WORK REQUIRED
Reproduce each of the items below verbatim, omitting the pictures from your reproduction.

EXTRACTED ENTRIES
▬▬▬▬▬▬▬▬▬▬

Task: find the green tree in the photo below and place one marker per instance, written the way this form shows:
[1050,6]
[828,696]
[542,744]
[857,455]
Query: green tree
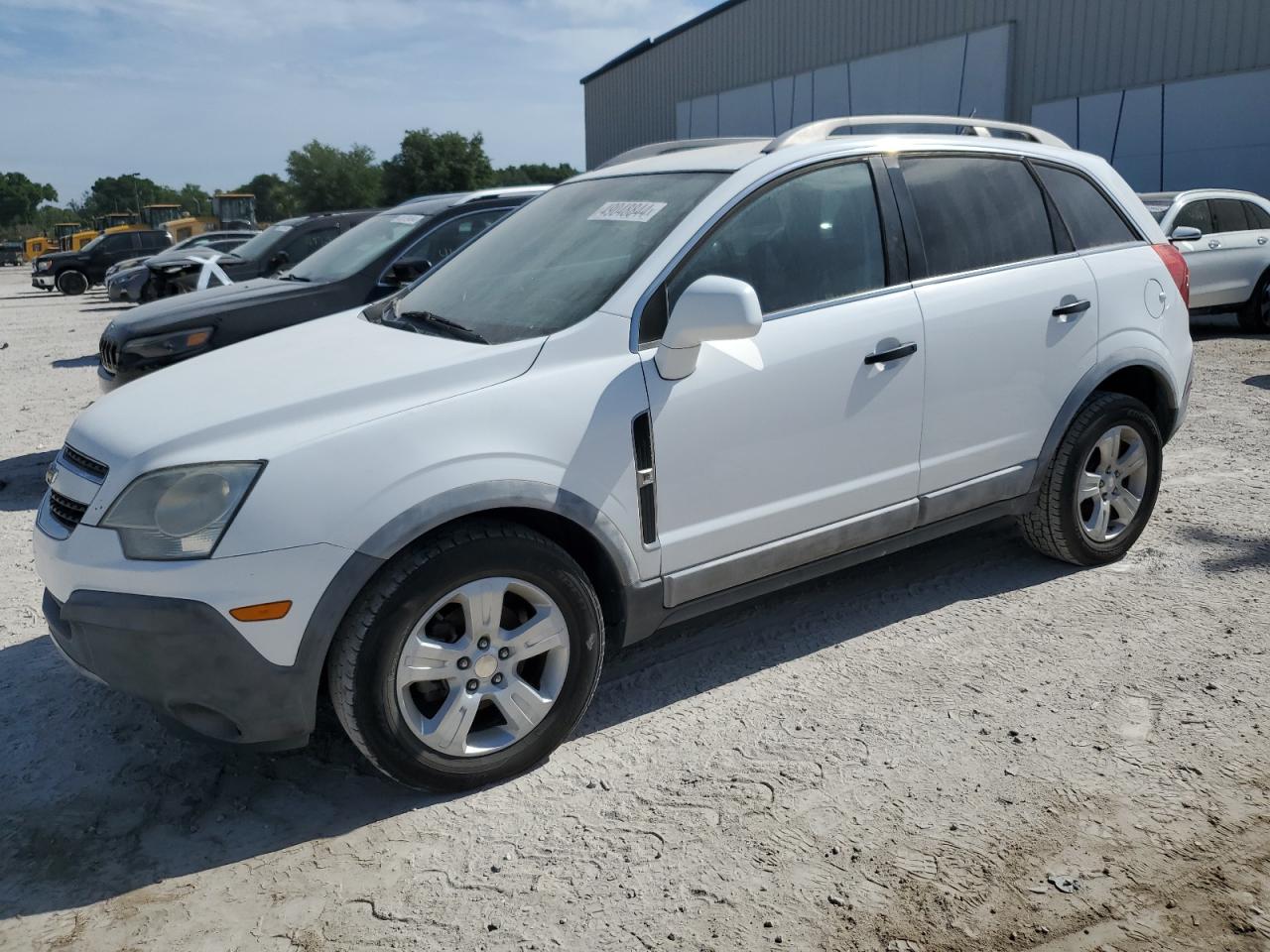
[534,175]
[325,178]
[194,199]
[21,197]
[434,163]
[273,197]
[118,193]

▬▬▬▬▬▬▬▬▬▬

EXERCISE ANSWER
Task: find the green tree in the photo below and place one marker per instance, written the way this form shows:
[1050,6]
[828,696]
[542,744]
[857,455]
Query: green tree
[534,175]
[325,178]
[194,199]
[21,197]
[434,163]
[273,197]
[118,193]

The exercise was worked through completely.